_Supplied passage_.
>>>>

Here are normal vital parameters for cats and dogs:
|Temperature||100.5 – 102.5 F||100.5 – 102.5 F|
|Heart Rate||160 – 220 beats per minute||60 – 140 beats per minute|
|Pulse Rate||160 – 220 beats per minute||60 – 140 beats per minute|
|Respiratory Rate||24 – 42 breaths per minute||10 – 30 breaths per minute|
|Systolic blood pressure||100-160 mmHg||100 – 160 mmHg|
|Diastolic blood pressure||50 – 80 mmHg||50 – 80 mmHg|
The body temperature is taken with a rectal thermometer, as this provides the most accurate reading in both dogs and cats. The technician will listen to the lungs with a stethoscope and will get a heart rate and respiratory rate. At the same time, they will feel for femoral pulses and the quality of the pulse, as this provides some indication of the patient’s blood pressure.
Examination of the Mucus Membrane
The technician will also look inside your pet’s mouth to check the color and texture of their mucus membranes (gums). If they feel dry or tacky, this could indicate that the patient is dehydrated.
- White mucous membranes may indicate that the patient has low red blood cells or shock.
- Yellow mucous membranes (shown above) may indicate that the patient has liver disease.
- Gray mucous membranes may indicate that the patient ingested a toxin or is not breathing well.
- Blue mucous membranes may indicate that there is a decrease in oxygen in the bloodstream and respiratory distress.
- Brick red mucous membranes may indicate that the patient is in septic shock.
Classifying the Emergency
Following the battery of preliminary examinations, your veterinary technician will classify the emergency as one of the following categories:
|Class||Treatment Time||Conditional of Animal|
|Class 1 – Critical||Treatment within seconds||No heartbeat, not breathing, or difficult breathing|
|Class 2 – Urgent||Treatments within minutes||Open fractures, profuse bleeding, in extreme pain|
|Class 3 – Stable||Treatments within hours||Vomiting for 12 hours, diarrhea for 24 hours, bloody stool|
|Class 4 – Completely Stable||Treatment within 24 hours||Broken toenail, itchy skin, diarrhea less the 12 hours|
Why is there such a long wait?

<<<<

_Questions_.
a: According to the text on pet emergency exams, what may yellow mucous membranes indicate?
b: Reproduce everything from "Examination of the" down to "patient is dehydrated." in the text on pet emergency exams.

_Data records_.

>>>>

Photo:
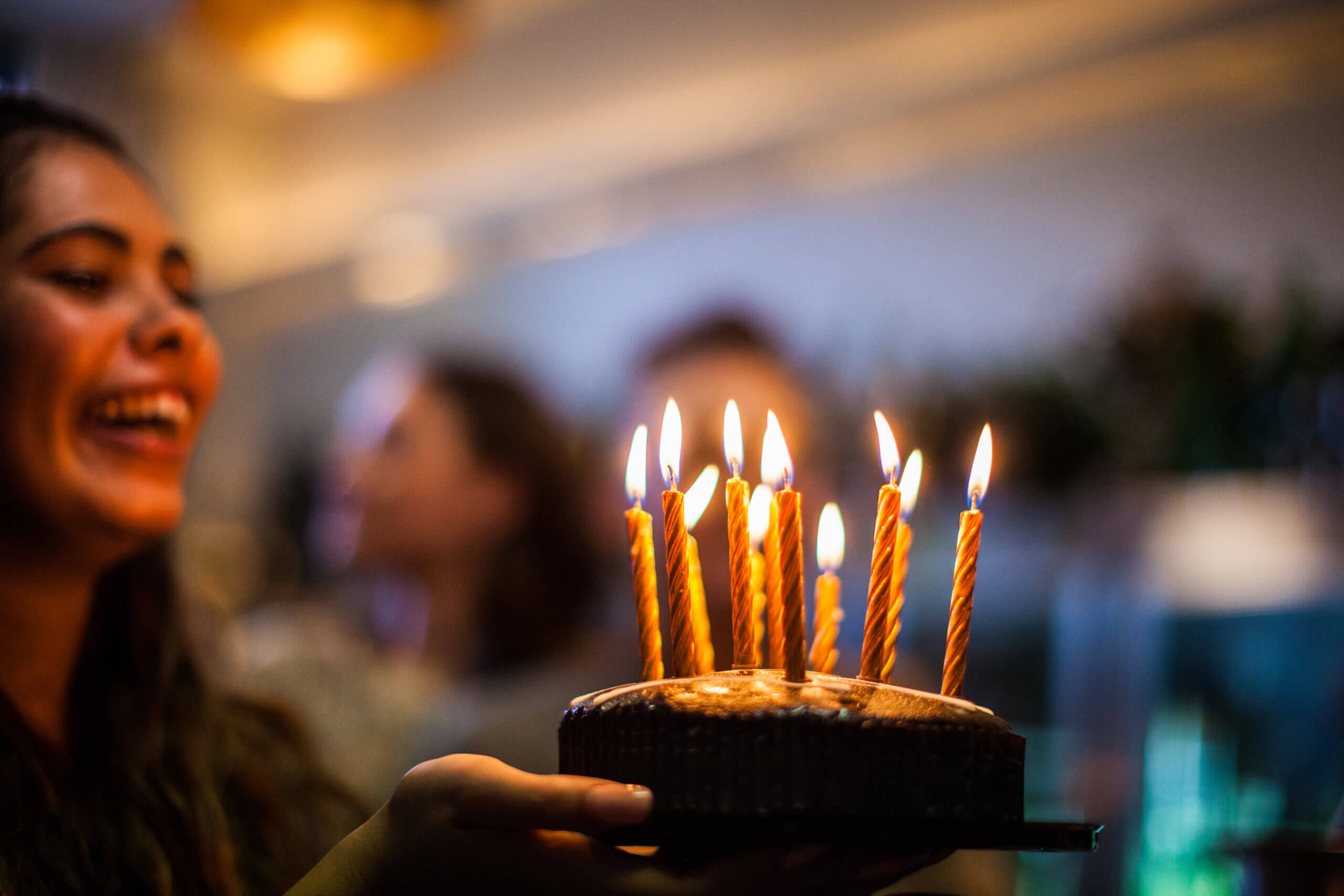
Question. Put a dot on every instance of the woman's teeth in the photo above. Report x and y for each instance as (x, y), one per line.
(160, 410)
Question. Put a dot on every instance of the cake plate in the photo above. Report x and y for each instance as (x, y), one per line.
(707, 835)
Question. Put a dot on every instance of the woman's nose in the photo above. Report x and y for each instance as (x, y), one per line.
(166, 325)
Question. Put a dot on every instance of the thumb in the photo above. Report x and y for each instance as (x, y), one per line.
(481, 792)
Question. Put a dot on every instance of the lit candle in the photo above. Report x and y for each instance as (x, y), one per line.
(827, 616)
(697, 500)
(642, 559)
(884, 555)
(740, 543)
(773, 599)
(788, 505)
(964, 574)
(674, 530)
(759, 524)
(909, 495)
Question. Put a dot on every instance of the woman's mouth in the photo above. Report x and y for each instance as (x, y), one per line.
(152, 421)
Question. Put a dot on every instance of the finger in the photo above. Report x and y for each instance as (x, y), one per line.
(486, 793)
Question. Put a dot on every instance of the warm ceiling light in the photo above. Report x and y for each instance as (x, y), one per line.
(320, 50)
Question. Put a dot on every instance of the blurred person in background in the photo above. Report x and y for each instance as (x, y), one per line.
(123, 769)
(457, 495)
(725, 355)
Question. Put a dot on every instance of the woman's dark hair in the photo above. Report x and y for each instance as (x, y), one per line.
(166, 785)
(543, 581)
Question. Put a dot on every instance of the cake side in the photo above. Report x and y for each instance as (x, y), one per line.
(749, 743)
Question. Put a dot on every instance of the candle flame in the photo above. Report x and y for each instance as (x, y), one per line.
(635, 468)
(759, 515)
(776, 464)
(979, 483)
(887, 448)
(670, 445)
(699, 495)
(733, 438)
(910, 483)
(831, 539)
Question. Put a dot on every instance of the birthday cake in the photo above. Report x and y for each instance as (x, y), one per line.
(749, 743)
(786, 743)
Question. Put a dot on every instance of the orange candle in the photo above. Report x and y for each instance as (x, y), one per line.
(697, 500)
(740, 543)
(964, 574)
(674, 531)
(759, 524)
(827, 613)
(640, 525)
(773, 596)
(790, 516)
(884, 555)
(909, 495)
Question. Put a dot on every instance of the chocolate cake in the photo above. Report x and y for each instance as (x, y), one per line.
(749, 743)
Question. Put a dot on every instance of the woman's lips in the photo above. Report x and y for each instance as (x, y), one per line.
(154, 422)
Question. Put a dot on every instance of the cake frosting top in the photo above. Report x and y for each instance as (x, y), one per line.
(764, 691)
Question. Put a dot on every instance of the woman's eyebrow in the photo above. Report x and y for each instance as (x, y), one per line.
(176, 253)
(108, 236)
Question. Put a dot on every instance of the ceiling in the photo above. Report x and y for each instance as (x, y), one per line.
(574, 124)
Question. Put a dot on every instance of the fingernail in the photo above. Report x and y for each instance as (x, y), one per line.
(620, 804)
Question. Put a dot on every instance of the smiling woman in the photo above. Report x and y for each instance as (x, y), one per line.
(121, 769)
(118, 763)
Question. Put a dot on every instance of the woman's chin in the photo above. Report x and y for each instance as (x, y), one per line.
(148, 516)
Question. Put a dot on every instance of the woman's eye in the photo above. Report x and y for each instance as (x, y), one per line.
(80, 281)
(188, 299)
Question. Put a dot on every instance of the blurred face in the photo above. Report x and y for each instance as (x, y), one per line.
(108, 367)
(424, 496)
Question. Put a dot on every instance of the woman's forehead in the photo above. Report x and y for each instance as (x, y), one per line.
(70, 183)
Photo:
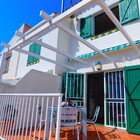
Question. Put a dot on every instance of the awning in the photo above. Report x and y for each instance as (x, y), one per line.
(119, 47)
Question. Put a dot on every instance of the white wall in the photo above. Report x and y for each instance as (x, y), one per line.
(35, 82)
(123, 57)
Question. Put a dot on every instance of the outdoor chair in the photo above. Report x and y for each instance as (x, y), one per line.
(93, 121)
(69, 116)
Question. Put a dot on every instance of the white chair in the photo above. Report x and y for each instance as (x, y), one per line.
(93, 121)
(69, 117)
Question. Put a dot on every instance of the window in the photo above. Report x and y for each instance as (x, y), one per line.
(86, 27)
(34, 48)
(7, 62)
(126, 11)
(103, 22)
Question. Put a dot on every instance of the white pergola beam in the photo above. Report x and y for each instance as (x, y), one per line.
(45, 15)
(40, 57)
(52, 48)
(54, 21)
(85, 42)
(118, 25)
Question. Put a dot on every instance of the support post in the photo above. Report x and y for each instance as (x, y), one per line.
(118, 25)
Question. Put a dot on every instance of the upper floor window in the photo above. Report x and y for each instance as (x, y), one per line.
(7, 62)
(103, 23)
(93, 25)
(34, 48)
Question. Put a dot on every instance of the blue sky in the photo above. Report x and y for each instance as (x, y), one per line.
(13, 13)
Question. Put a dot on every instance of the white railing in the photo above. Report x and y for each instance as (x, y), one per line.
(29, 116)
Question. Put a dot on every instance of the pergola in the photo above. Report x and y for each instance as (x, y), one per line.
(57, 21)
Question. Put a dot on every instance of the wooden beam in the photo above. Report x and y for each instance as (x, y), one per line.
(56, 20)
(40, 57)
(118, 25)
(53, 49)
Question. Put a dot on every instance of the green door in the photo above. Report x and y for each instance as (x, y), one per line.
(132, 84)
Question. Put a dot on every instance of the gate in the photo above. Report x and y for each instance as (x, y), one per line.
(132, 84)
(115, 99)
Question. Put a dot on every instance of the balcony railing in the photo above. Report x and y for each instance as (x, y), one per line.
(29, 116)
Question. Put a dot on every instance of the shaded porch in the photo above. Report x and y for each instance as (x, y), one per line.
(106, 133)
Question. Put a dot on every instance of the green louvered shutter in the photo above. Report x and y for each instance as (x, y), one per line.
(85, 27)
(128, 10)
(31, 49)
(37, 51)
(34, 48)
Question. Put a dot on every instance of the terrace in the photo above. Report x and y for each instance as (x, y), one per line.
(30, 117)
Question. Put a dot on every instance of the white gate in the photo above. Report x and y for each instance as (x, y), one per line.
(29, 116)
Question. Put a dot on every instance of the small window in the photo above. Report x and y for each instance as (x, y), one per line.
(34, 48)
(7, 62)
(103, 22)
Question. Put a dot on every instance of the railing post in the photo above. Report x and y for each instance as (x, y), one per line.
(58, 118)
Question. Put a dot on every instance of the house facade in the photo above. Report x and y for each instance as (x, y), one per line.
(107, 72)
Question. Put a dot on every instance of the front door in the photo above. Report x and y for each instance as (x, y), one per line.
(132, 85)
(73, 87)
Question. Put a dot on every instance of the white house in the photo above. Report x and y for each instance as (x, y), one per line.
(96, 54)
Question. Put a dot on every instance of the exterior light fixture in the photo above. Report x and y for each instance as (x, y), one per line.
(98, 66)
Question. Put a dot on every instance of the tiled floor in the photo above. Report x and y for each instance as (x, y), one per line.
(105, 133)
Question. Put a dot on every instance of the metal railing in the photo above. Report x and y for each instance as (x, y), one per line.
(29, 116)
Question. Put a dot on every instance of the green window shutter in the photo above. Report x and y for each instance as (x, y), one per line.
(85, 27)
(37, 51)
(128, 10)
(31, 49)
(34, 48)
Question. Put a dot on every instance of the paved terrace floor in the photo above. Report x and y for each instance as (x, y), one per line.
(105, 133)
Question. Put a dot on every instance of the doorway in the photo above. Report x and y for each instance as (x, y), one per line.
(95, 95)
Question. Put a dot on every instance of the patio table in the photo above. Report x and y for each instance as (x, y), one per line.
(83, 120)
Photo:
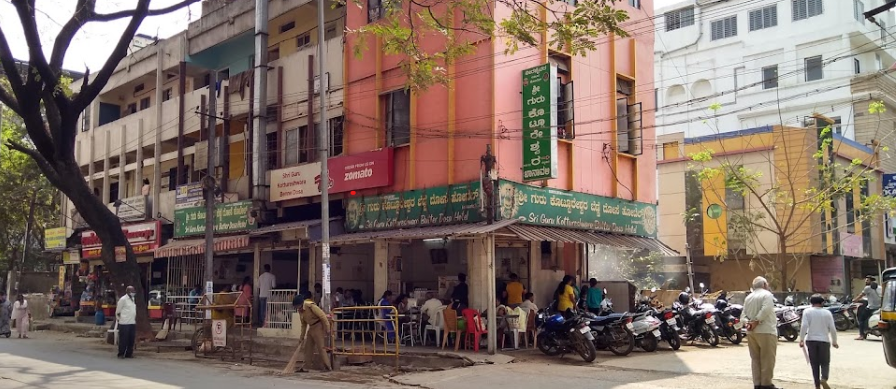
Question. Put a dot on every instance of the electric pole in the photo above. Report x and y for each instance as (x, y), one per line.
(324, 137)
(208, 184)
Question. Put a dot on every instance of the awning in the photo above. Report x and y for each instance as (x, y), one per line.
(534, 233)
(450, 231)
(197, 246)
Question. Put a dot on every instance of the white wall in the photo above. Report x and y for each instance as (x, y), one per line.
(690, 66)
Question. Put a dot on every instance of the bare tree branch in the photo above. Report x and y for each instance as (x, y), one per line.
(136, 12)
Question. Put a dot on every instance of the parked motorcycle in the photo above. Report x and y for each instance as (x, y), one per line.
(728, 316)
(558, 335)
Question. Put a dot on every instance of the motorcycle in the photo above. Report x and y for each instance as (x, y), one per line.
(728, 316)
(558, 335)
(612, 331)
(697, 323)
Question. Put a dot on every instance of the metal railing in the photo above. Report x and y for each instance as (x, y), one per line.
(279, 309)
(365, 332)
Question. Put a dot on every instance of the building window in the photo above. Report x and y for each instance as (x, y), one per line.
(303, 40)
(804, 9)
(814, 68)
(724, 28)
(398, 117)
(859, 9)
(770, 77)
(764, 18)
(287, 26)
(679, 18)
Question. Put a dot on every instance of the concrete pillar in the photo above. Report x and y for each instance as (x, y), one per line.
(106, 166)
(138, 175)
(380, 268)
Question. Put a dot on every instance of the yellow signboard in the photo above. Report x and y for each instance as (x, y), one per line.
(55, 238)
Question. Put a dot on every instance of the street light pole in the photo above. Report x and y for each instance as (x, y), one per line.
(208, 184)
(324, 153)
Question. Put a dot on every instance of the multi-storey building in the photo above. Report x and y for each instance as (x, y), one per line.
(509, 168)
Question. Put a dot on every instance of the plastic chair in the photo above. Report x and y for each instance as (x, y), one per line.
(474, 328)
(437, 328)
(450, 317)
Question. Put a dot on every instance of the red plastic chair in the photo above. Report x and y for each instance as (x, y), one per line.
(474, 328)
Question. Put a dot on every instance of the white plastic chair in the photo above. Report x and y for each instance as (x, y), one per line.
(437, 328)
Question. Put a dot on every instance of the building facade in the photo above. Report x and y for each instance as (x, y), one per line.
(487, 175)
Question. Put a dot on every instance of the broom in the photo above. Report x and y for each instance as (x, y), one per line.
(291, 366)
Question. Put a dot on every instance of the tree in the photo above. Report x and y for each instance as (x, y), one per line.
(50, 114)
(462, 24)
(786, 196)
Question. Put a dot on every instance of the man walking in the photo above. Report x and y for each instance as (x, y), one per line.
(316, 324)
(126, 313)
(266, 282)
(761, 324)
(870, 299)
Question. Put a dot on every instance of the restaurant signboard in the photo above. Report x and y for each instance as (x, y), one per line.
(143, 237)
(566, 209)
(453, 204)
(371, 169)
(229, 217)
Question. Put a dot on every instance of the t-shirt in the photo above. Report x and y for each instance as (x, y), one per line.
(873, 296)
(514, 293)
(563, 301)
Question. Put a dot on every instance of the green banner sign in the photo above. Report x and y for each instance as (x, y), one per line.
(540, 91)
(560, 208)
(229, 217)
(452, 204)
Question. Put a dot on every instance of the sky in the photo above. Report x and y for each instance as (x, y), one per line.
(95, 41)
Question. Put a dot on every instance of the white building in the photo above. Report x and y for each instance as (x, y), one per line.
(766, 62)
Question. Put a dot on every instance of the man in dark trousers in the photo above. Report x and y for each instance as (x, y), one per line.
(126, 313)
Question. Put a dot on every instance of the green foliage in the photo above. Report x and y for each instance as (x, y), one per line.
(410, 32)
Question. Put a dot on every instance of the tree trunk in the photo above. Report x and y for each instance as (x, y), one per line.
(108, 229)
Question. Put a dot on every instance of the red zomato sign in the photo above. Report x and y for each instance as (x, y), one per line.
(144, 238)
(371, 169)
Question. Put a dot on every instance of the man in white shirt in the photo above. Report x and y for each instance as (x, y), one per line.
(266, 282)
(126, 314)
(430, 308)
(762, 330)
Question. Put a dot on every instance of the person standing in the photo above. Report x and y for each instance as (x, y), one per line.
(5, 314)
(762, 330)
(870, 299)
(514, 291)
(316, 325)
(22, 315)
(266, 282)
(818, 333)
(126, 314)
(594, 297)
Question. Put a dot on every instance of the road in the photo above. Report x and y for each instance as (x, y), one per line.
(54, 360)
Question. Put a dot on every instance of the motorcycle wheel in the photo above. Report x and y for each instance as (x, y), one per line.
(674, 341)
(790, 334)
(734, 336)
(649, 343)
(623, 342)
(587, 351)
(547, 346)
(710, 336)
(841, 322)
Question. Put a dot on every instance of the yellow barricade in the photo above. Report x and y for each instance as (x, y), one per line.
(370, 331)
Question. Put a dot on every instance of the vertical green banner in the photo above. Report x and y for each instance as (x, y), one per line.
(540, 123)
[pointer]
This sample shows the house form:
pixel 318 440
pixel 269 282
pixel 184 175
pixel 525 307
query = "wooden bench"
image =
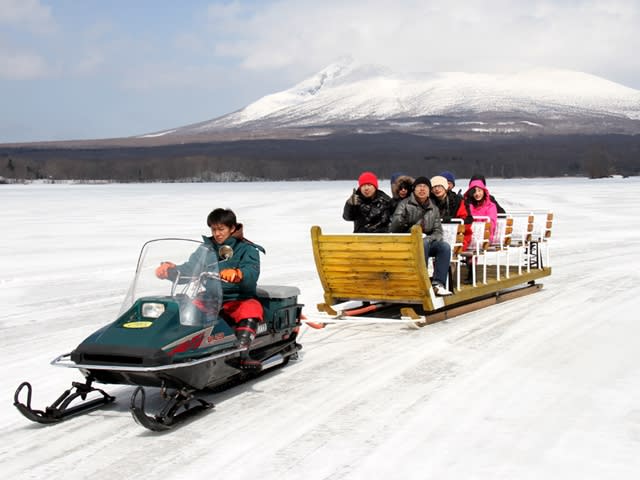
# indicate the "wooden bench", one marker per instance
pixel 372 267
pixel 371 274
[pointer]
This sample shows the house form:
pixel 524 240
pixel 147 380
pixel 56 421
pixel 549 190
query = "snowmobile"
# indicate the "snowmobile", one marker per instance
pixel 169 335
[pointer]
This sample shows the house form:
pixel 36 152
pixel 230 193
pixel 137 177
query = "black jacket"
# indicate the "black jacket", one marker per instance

<<<<

_Solutions to the exercise_.
a: Liver disease.

b:
Examination of the Mucus Membrane
The technician will also look inside your pet’s mouth to check the color and texture of their mucus membranes (gums). If they feel dry or tacky, this could indicate that the patient is dehydrated.